When you answer, restate the entries below without altering anything.

**Data to examine:**
========
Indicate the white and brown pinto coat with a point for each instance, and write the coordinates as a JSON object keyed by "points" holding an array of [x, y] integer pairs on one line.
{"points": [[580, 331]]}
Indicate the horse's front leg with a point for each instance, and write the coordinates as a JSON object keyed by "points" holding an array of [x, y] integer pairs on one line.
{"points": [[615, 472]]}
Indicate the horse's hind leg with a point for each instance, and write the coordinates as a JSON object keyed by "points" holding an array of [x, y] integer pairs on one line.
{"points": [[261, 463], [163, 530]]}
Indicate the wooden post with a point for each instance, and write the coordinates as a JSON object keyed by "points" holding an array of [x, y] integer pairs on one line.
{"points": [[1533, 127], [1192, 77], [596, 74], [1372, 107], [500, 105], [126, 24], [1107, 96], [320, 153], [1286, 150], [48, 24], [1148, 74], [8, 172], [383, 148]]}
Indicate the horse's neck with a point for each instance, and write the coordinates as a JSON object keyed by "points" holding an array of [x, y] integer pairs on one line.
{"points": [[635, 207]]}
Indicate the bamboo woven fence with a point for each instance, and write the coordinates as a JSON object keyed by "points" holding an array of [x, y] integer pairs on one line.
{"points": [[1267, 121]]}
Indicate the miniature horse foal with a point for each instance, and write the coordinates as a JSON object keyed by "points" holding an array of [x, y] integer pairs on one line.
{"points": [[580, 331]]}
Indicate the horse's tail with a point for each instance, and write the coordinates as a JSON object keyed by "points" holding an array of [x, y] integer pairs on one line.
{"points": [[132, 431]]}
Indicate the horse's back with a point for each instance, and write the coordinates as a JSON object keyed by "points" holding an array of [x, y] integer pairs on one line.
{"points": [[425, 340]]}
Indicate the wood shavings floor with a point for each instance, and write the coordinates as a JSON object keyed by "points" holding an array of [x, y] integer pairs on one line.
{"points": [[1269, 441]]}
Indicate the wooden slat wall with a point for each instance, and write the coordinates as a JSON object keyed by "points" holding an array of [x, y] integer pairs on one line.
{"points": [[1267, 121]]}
========
**Solution to this exercise:**
Indicate the white and brown pinto coat with a point for each instance, and write the coordinates as a JSON object keyed by "points" holding an array of [x, y] integer pairs on one line.
{"points": [[580, 331]]}
Indicate the horse's front leg with a point for each instance, and write the coordinates as a JSON object keyed by "points" holding an array of [x, y] integer pairs on one line.
{"points": [[615, 472]]}
Indicate the horse's hind leg with a point for each instance, and write the coordinates as a JSON object keyed by "points" holding an array of [x, y] integer pairs on one line.
{"points": [[261, 463], [163, 530]]}
Indicate the wooden post with a point for each instance, and write the coordinates as a JSON object keyed by "points" holding an array of [x, y] integer pairs on one line.
{"points": [[1533, 127], [1192, 77], [596, 74], [1372, 107], [500, 105], [126, 24], [1107, 96], [320, 153], [1286, 150], [48, 24], [1148, 74], [8, 172], [383, 148]]}
Indicate the horse's neck with a point for each instance, and write the coordinates as a JSON object keyed by "points" holding an array of [x, y] integer pairs on one line.
{"points": [[635, 207]]}
Indicate the bamboo woven fence with a point for each instance, and write the coordinates as a JSON object keyed by "points" holding an array of [x, y] integer pairs on one line.
{"points": [[1267, 121]]}
Indicate the miniature horse foal with a point for each instance, and write the coordinates as a JSON object keyed by "points" holding an array of [x, y] integer pairs on one line.
{"points": [[580, 331]]}
Indicate the horse's tail with a point for each instance, and write the coordinates as a JSON object keyed by "points" holding an array of [x, y] integer pairs on one line.
{"points": [[132, 431]]}
Indicate the horse's back with a point for each instance, and write the coordinates as a JSON object keyed by "points" holding an array of [x, y] integer pairs on one line.
{"points": [[425, 340]]}
Indicate the wood shavings floor with a point for each instance, and write the coordinates as a JSON object keyed by "points" holding an array of [x, y] integer pairs on one line.
{"points": [[1269, 441]]}
Indicate the wooden slat wall with a point for each instance, and write the coordinates as a JSON object keyed by "points" holding an array of [x, y] integer pairs on one line.
{"points": [[1267, 121]]}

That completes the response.